- [Set exercise] Look below for the line containing "bird's leg, the". Output it and each remaining line of the entries exactly, and nothing else.

- [Point annotation records]
* * *
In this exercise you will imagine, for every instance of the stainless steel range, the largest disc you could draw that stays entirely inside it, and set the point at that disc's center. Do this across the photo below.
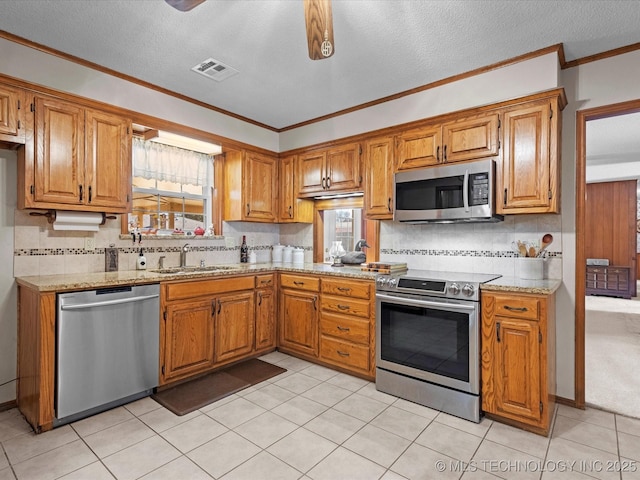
(428, 339)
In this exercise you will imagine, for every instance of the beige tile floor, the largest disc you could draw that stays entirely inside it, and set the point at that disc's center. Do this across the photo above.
(315, 423)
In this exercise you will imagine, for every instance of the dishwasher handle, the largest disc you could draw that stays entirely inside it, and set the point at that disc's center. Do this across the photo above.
(104, 303)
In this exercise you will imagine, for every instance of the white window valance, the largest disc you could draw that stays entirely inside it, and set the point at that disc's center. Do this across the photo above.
(152, 160)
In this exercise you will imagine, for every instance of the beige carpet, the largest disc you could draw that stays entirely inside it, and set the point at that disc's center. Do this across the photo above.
(612, 354)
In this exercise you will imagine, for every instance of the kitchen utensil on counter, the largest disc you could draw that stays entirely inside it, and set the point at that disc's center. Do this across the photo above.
(546, 241)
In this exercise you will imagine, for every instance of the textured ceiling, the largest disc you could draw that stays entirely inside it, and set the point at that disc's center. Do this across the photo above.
(382, 47)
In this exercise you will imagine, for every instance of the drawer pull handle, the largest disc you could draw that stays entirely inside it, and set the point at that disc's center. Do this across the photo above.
(516, 309)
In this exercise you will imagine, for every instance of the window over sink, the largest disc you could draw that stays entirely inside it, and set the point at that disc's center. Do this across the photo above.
(172, 189)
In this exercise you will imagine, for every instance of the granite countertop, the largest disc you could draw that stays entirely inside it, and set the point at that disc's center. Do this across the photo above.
(87, 281)
(518, 285)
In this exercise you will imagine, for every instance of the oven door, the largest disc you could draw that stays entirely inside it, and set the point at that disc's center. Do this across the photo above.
(436, 340)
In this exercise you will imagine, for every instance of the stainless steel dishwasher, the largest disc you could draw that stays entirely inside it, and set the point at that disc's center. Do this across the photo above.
(107, 349)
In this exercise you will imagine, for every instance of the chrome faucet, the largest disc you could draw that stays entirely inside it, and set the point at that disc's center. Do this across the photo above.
(183, 255)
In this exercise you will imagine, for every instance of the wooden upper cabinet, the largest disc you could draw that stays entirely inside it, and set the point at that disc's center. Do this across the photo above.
(530, 164)
(334, 170)
(418, 148)
(59, 153)
(291, 208)
(11, 115)
(80, 159)
(234, 325)
(455, 141)
(378, 173)
(250, 186)
(471, 138)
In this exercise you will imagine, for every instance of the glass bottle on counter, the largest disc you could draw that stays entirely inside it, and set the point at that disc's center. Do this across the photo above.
(244, 250)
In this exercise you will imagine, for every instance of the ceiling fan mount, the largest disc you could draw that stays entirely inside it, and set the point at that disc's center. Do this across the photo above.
(318, 20)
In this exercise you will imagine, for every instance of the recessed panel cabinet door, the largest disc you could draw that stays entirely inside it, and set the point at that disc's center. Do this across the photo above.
(378, 171)
(59, 152)
(188, 338)
(517, 368)
(526, 164)
(298, 329)
(234, 325)
(265, 319)
(108, 160)
(261, 187)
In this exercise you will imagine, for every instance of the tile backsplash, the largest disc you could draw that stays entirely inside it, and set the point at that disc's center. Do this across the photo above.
(482, 248)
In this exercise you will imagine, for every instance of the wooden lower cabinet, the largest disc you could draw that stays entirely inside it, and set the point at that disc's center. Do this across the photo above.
(347, 325)
(205, 324)
(518, 359)
(298, 327)
(234, 326)
(188, 338)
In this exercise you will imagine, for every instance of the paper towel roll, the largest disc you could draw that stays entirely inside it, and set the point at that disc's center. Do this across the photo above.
(83, 221)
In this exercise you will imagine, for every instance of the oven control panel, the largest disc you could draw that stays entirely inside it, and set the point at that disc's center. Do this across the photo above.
(424, 286)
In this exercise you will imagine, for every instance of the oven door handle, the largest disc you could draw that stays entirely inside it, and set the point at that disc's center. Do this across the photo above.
(439, 305)
(465, 191)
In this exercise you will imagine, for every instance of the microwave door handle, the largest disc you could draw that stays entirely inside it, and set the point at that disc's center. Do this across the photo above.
(465, 191)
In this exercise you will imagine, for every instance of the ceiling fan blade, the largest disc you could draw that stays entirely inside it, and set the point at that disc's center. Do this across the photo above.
(319, 21)
(184, 5)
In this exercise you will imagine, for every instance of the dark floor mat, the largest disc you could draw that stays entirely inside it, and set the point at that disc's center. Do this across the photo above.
(197, 393)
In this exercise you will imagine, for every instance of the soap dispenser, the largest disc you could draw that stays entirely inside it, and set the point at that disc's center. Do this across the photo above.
(142, 261)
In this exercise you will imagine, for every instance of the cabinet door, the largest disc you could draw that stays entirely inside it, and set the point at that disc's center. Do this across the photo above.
(265, 319)
(108, 161)
(260, 187)
(59, 153)
(287, 189)
(419, 148)
(9, 113)
(517, 369)
(312, 177)
(526, 164)
(234, 324)
(298, 328)
(343, 168)
(470, 139)
(188, 338)
(378, 170)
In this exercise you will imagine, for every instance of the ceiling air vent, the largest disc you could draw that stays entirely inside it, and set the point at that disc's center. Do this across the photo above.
(214, 70)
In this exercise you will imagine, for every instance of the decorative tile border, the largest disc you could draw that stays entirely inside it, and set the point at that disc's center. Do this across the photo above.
(29, 252)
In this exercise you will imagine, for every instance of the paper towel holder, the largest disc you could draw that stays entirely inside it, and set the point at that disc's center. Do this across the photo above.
(51, 216)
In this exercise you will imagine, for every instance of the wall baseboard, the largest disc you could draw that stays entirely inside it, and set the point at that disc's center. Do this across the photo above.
(566, 401)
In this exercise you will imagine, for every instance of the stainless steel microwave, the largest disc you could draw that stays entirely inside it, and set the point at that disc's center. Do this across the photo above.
(452, 193)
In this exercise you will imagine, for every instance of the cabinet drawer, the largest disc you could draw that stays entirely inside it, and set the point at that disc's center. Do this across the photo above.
(350, 289)
(344, 353)
(177, 291)
(265, 281)
(521, 307)
(346, 306)
(345, 328)
(300, 282)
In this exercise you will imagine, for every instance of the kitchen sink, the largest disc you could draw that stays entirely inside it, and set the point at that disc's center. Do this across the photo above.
(193, 269)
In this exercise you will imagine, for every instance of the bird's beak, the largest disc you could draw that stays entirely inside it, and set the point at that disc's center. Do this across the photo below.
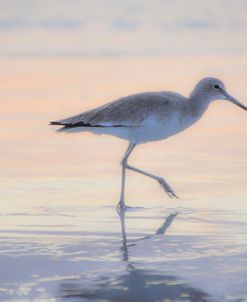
(233, 100)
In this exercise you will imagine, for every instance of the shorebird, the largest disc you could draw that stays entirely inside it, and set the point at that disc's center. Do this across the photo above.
(146, 117)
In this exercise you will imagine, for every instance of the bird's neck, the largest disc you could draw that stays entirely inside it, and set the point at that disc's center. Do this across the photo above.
(197, 105)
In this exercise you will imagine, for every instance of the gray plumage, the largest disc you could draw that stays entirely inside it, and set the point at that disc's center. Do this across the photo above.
(127, 111)
(146, 117)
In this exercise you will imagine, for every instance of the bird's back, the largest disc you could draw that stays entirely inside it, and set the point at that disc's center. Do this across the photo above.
(129, 111)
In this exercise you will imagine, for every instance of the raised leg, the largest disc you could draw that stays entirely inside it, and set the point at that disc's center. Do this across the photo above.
(124, 160)
(160, 180)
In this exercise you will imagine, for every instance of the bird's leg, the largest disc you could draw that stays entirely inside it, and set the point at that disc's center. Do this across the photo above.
(124, 163)
(161, 180)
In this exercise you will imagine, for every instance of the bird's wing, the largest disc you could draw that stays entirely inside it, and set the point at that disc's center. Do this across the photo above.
(128, 111)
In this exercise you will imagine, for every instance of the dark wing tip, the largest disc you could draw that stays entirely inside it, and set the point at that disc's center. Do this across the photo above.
(55, 123)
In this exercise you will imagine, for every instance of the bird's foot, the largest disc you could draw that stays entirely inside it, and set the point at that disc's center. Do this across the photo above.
* * *
- [Task answer]
In this exercise you will imagine, for every instance of the bird's leg, the largest disc you could draw that stays entirely inside it, and set the point at that disc's center. Do this across the photo above.
(124, 163)
(161, 180)
In this exercise you will imagine, for every instance of the bird's wing, the largest disc you could draw that stays entirely inside it, and set the point at that disc's center. Do this across the photo above.
(128, 111)
In this exercise you will imagine, for every instance of the dark wing tip, the largest disc you could draw that stays entirely inside it, and set the point at that disc's center. Do this across the photo above.
(55, 123)
In this exercise you will imagine, for every instance of the bird's foot, the largest disc you could draw that stays entirely inside it, and set the point at that disc's center. Do this across the photo above.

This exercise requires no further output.